Extract provided:
>> START

FIELD

The invention relates to the field of studs for high pressure grinding rollers and methods of using such studs.

BACKGROUND

High pressure grinding roller (HPGR) milling is becoming a popular route for crushing rocks and mineral. As shown in Figure 1, HPGR apparatus includes a first roller 1 and a second roller 2 with a gap between them. In use, the first and second rollers counter-rotate. A feed of material 3 is allowed to fall from a hopper through a gap between the first and second rollers 1, 2. The first roller 1 is allowed to move linearly in a direction normal to the direction of the material feed. The first roller is usually biased to a particular position relative to the second roller by springs or hydraulic cylinders

As the material feed passes through the gap between the first and second rollers 1, 2, compression causes the particles of the feed material 3 to fracture, and the resultant material 4 has a much reduced particle size. The use of counter-rotating rollers 1, 2 allows the particle size reduction to be a continuous operation rather than a batch operation.

>> END

Given entries:
>> START

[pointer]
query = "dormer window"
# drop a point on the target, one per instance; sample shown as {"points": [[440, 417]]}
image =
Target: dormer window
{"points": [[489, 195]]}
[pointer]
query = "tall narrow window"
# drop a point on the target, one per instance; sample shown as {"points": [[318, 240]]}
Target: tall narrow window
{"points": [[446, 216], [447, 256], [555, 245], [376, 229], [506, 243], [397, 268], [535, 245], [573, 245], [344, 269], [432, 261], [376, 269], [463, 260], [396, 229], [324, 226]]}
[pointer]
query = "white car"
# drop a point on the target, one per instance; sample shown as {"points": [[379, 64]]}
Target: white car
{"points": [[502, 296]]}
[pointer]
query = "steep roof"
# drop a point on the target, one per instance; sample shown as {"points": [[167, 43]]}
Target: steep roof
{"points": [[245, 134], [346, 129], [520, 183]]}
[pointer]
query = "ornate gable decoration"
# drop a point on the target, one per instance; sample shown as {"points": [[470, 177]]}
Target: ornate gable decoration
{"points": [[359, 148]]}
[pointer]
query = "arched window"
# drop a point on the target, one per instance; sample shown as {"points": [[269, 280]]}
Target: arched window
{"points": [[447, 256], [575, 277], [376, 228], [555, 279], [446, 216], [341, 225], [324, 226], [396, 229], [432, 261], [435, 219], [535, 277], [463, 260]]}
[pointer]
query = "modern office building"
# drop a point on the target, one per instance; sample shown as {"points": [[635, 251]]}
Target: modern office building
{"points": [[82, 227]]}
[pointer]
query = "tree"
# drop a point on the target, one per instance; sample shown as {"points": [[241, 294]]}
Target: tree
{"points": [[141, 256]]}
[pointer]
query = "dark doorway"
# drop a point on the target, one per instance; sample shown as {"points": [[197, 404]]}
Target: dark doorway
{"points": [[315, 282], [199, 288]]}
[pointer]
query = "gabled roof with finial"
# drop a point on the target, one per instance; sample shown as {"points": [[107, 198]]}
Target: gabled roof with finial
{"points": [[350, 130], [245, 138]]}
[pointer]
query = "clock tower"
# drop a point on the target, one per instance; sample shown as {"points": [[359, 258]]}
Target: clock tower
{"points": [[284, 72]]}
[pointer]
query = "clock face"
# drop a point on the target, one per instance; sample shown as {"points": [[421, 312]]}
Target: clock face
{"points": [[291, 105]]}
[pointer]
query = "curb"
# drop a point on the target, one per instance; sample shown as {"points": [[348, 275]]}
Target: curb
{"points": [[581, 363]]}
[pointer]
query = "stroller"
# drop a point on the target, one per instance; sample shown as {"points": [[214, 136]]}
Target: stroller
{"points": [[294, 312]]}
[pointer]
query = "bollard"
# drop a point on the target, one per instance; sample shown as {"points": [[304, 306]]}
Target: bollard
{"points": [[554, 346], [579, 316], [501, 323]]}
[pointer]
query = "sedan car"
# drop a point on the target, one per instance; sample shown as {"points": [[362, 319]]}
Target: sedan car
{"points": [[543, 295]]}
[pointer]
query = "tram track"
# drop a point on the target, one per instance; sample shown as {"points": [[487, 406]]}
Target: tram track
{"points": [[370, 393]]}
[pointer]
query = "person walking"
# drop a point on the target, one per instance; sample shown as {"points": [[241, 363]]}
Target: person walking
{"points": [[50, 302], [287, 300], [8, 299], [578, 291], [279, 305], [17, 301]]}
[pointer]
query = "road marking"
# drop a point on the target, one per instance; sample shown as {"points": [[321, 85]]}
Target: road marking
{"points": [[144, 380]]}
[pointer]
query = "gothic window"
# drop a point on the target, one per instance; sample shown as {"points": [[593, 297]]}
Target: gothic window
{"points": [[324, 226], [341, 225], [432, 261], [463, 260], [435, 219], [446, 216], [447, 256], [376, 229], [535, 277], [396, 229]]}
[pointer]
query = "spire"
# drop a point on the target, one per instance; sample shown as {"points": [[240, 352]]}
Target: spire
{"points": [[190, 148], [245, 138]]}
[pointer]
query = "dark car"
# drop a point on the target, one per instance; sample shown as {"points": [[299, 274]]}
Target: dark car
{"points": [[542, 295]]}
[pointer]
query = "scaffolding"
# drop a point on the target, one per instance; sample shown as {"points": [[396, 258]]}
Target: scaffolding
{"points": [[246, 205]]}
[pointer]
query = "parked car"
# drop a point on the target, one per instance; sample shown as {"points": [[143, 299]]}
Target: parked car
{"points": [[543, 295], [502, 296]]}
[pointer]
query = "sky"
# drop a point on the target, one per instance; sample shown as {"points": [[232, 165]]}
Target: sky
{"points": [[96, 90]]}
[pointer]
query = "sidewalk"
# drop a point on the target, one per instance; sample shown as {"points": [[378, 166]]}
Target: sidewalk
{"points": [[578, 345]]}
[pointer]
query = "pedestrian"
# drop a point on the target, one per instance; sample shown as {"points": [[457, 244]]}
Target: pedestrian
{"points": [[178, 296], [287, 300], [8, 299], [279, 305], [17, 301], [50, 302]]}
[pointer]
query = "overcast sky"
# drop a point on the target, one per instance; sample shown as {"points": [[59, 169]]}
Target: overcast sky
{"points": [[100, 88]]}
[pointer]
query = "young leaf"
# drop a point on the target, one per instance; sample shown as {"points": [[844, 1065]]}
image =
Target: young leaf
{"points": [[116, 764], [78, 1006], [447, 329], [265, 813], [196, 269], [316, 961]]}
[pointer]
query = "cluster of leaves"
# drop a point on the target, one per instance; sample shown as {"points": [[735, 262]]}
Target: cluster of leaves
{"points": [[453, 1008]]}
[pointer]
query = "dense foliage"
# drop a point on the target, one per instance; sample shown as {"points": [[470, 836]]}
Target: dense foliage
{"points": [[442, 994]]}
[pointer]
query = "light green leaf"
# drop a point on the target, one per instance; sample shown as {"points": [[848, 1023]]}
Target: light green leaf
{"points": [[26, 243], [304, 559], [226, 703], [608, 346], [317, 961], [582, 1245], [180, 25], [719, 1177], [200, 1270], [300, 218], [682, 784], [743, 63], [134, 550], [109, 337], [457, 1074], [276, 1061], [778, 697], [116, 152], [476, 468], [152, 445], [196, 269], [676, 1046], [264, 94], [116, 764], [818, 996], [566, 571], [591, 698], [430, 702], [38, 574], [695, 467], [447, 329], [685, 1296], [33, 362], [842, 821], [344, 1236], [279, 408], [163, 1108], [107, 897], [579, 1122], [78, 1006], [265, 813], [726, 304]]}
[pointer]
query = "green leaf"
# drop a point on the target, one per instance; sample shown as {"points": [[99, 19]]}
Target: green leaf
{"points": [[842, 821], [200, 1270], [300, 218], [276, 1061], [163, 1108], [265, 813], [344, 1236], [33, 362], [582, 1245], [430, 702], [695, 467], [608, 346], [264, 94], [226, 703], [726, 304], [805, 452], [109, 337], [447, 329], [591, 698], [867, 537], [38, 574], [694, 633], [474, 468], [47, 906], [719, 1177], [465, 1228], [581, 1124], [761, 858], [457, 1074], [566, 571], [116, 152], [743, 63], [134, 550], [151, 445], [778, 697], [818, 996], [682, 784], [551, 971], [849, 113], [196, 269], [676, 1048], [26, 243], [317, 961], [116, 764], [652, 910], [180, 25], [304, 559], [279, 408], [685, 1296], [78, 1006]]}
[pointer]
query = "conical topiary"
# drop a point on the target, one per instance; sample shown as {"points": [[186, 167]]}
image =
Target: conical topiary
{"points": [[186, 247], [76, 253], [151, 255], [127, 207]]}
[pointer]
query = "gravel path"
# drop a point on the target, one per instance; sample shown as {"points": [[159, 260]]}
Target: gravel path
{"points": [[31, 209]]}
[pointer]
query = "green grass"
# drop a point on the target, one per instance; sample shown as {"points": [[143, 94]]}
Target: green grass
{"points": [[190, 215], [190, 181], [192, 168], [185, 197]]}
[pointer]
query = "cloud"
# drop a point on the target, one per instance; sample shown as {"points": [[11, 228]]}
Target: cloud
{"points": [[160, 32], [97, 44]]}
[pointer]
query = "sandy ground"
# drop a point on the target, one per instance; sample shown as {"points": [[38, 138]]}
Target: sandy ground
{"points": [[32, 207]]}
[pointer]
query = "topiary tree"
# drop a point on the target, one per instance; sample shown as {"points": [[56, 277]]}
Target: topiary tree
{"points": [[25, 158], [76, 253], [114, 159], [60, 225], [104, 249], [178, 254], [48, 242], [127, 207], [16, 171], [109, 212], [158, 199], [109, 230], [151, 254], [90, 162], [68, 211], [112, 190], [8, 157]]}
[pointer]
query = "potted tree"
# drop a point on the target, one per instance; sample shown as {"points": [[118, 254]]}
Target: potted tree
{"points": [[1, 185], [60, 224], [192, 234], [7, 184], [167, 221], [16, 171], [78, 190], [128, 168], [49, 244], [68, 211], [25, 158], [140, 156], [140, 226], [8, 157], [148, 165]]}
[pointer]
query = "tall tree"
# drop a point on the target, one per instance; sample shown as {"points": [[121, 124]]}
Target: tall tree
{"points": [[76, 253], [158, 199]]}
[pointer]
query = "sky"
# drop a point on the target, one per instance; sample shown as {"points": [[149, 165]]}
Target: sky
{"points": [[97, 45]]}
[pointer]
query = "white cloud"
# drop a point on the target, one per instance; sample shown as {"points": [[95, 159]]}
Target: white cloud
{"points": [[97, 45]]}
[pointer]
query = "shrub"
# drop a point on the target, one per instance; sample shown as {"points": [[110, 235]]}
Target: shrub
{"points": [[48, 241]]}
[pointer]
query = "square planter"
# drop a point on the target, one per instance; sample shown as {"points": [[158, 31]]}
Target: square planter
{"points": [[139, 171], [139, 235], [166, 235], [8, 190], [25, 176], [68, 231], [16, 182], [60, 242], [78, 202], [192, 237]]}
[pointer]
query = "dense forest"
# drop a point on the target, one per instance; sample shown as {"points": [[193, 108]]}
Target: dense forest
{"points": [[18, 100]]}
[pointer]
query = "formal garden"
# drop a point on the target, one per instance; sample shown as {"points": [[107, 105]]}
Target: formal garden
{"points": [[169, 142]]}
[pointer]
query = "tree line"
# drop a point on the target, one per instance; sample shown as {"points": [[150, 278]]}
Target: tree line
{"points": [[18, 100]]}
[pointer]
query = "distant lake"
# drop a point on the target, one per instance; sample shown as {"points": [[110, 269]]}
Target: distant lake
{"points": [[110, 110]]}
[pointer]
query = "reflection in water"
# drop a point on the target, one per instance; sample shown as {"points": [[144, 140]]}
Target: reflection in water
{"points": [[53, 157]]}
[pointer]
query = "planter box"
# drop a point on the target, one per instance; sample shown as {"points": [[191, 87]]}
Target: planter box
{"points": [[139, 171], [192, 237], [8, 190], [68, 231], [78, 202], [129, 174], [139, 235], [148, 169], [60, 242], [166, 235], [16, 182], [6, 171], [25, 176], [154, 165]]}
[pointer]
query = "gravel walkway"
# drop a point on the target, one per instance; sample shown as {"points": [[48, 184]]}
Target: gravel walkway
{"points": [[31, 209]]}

>> END

Objective A: How many lines of the listing contain the string "decoration"? Case counts. Reply with the number alone.
Objective B: Carry on the text about high pressure grinding rollers from the point where it stops.

Response A: 2

Response B:
The rollers 1, 2 may have a flat surface, but in some examples (such as that shown in Figure 2) the rollers have a plurality of studs disposed on the surface. Studs have the advantage of increasing the pressure where they contact the feed material and protecting the roller itself. The studs are typically made from a hard material such as cemented tungsten carbide and provide an effective roller surface. After continuous use for a period of time, the studs show signs of wear. The feed material 3 usually falls through the gap at the middle of the rollers, as shown in Figure 3. This leads to uneven wear and the gap between the effective roller surfaces at the middle of the rollers becomes larger than the gap towards the ends of the rollers. The same situation occurs where studs are not used (as shown in Figure 3, with the gap 6 between the rollers being larger towards the middle). This reduces the efficiency of the rollers. In cases where studs are not used, the entire roller must be replaced. In cases where studs are used, the studs must be either be replaced, or selectively ground down towards the ends of the rollers to ensure that the effective rollers surface becomes flat again. Either way, this is a time- consuming and expensive operation.

SUMMARY

It is an object to provide a more effective way of mitigating against wear on a high pressure grinding rollers apparatus that uses studs on the roller surface.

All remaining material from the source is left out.